_Task item_
Your job with the data below is to output exactly the lines from the one holding "Target: red foliage tree" down to the one holding "Target: residential house", both included, and no others.
*** Data to process Section Begins ***
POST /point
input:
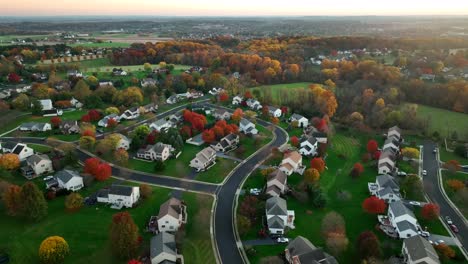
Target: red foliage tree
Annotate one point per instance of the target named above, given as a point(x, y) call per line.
point(372, 146)
point(430, 211)
point(318, 164)
point(55, 121)
point(374, 205)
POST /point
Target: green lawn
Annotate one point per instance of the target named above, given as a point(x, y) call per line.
point(445, 122)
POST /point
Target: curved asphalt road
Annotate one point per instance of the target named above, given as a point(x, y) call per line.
point(434, 191)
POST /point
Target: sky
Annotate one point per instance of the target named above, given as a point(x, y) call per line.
point(232, 7)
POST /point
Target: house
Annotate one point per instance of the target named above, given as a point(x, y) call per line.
point(160, 125)
point(103, 122)
point(237, 100)
point(172, 214)
point(276, 183)
point(70, 180)
point(403, 220)
point(221, 114)
point(277, 215)
point(148, 82)
point(247, 127)
point(159, 151)
point(37, 164)
point(254, 104)
point(227, 143)
point(308, 146)
point(46, 104)
point(35, 126)
point(121, 195)
point(417, 250)
point(69, 127)
point(386, 162)
point(385, 188)
point(163, 249)
point(123, 143)
point(204, 159)
point(292, 162)
point(302, 251)
point(131, 113)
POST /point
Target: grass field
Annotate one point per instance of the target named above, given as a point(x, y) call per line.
point(445, 122)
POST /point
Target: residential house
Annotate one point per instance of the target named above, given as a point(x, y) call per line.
point(403, 220)
point(417, 250)
point(308, 145)
point(163, 249)
point(159, 151)
point(35, 127)
point(221, 114)
point(385, 188)
point(204, 159)
point(292, 162)
point(172, 214)
point(103, 122)
point(302, 251)
point(131, 113)
point(37, 164)
point(247, 127)
point(227, 143)
point(274, 111)
point(277, 183)
point(121, 195)
point(301, 121)
point(278, 216)
point(237, 100)
point(70, 180)
point(69, 127)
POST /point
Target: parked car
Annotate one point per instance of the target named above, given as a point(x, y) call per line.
point(454, 228)
point(448, 220)
point(282, 240)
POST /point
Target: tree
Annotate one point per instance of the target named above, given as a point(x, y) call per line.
point(372, 146)
point(9, 161)
point(318, 164)
point(34, 205)
point(374, 205)
point(53, 250)
point(124, 235)
point(311, 175)
point(368, 245)
point(430, 211)
point(12, 200)
point(73, 202)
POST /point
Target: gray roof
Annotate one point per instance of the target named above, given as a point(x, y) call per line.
point(276, 206)
point(163, 242)
point(419, 248)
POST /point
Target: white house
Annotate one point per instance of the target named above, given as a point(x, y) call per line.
point(292, 162)
point(278, 216)
point(159, 151)
point(247, 127)
point(308, 146)
point(172, 214)
point(276, 184)
point(119, 195)
point(70, 180)
point(275, 112)
point(301, 121)
point(417, 250)
point(204, 159)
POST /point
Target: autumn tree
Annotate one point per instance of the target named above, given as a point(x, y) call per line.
point(374, 205)
point(430, 211)
point(33, 203)
point(124, 235)
point(53, 250)
point(9, 161)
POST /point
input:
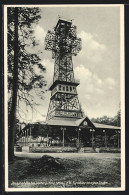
*** Data to process Section Ends ***
_Written reply_
Target: red foliage tree
Annotate one point per instance of the target named above, given as a point(x, y) call per line.
point(372, 146)
point(430, 211)
point(318, 164)
point(55, 121)
point(374, 205)
POST /point
Target: green lawn
Annotate one point per instance of the target named above, given as a point(x, y) call per line.
point(445, 122)
POST /point
Target: curved asphalt road
Annotate one point per instance of the target named above, given as a point(x, y) call per line.
point(434, 191)
POST /point
Target: sky
Annotate one point per instance of the target named above, given as a point(x, y) call per line.
point(232, 7)
POST /point
Target: house
Annotate one point per instance of the target named above, given as a point(x, y) call per line.
point(160, 125)
point(103, 122)
point(237, 100)
point(172, 214)
point(276, 183)
point(70, 180)
point(403, 220)
point(221, 114)
point(277, 215)
point(148, 82)
point(247, 127)
point(159, 151)
point(37, 164)
point(254, 104)
point(227, 143)
point(308, 146)
point(46, 104)
point(35, 126)
point(121, 195)
point(417, 250)
point(69, 127)
point(386, 162)
point(385, 188)
point(163, 249)
point(123, 143)
point(204, 159)
point(292, 162)
point(302, 251)
point(131, 113)
POST /point
Target: grass field
Annotate one point per instance of the target named above, given as a point(x, y) call per line.
point(445, 122)
POST /point
Target: residential house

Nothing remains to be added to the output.